# Haulelujah! (With pics)



## fashionette (Jan 28, 2008)

So, I went out and got myself some spankin new neutral shadows, my first MSF and a lipglass. Thanks for your help ladies, I'm so gonna get more of the shadows you recommended, they were all lovely!


MSF in Gold Spill, e/s in Retrospeck, Espresso, Shroom, lipglass in Nymphette.






from left to right: Shroom, Retrospeck, Espresso










Out of the scary boxes!


----------



## newagetomatoz (Jan 28, 2008)

Fabulous haul!  You're making me want those shadows now!!  LOL  Enjoy!


----------



## beauty_marked (Jan 28, 2008)

Yaaaayyy!!! 

great haul!!! And love the look of that nymphette lipgloss.


----------



## nunu (Jan 28, 2008)

great haul!!


----------



## SARAHheartsMAC (Jan 28, 2008)

Great haul! All great choices!!


----------



## fashionette (Jan 28, 2008)

Quote:

   Originally Posted by *beauty_marked* 

 
_Yaaaayyy!!! 

great haul!!! And love the look of that nymphette lipgloss._

 
It's awesome, looks a little violet in the tube but goes on sheer light pink with lots of golden shimmer.


----------



## missmacqtr (Jan 28, 2008)

pretty haul!


----------



## smilebacklovely (Jan 28, 2008)

great haul. nymphette was my favorite and i lost it a few weeks ago. These pics are making me wanna go buy a new one haha.


----------



## jdepp_84 (Jan 28, 2008)

Awesome haul!


----------



## Esperanza (Jan 28, 2008)

Nice haul! You're gonna love Shroom & Espresso, they're fabulous to make a neutral look for daytime and also a nice smokey brown makeup. Enjoy your goodies


----------



## mena22787 (Jan 28, 2008)

i think i need retrospeck!


----------



## Krasevayadancer (Jan 28, 2008)

Enjoy your goodies!

**Stored rows**
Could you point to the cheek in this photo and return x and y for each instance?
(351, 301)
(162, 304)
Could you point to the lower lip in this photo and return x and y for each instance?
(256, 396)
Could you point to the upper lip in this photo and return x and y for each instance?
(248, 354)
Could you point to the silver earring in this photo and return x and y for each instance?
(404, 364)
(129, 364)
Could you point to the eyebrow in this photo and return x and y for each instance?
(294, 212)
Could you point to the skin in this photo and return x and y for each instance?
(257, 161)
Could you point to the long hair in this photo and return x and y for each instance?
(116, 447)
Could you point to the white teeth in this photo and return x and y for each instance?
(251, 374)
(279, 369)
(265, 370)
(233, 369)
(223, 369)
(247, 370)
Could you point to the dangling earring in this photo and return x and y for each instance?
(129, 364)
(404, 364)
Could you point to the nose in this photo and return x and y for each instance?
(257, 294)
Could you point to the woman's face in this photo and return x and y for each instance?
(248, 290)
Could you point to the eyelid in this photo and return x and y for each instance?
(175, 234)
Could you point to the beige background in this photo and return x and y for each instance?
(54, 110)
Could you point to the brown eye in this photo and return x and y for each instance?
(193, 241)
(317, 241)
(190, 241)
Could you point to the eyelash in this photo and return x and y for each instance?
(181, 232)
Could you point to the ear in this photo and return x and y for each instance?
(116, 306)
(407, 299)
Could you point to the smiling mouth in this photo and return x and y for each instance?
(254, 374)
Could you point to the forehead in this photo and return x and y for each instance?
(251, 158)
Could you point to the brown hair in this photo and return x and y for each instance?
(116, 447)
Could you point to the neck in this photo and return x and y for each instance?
---
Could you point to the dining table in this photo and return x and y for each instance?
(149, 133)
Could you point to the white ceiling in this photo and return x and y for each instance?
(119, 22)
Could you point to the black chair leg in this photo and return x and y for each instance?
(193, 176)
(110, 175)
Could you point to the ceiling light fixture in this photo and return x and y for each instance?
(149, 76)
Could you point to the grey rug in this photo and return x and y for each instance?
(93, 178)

**Aim A**
Rewrite the makeup haul thread from "Originally Posted by" to "of golden shimmer.", changing "violet" to "purple".
**Aim B**
In the makeup haul thread, how does the Nymphette lipglass look once it goes on?
**Aim C**
Pick up the makeup haul thread after its final post and keep it going.

**Output A**
Originally Posted by *beauty_marked* 

 
_Yaaaayyy!!! 

great haul!!! And love the look of that nymphette lipgloss._

 
It's awesome, looks a little purple in the tube but goes on sheer light pink with lots of golden shimmer.

**Output B**
Sheer light pink with lots of golden shimmer.

**Output C**
----------



## Indigowaters (Jan 28, 2008)

You're gonna love your haul. Especially Nymphette. It's the one I keep going back for.


----------



## nikki (Jan 28, 2008)

Great haul!!


----------



## sincola (Jan 29, 2008)

Nice haul!! Enjoy!!


----------



## Fairybelle (Jan 29, 2008)

Great products that you will reach for time and time again!!  Especially Nymphette!


----------



## mimichaton206 (Jan 29, 2008)

Lovely haul 
	

	
	
		
		

		
		
	


	




 Have fun


----------



## fashionette (Jan 30, 2008)

Thanks!


----------



## prinzessin784 (Jan 30, 2008)

You picked out some really great things!  Enjoy them


----------



## Miss_M (Jan 31, 2008)

You picked out some great neutrals !!


----------



## ANNAeye (Jan 31, 2008)

oooh i need some newtrals also... great choices


----------



## marinasmith (Feb 1, 2008)

Great haul! I looove Shroom. i think it's the MAc e/s I use the most. It's o pretty!


----------



## fashionette (Feb 1, 2008)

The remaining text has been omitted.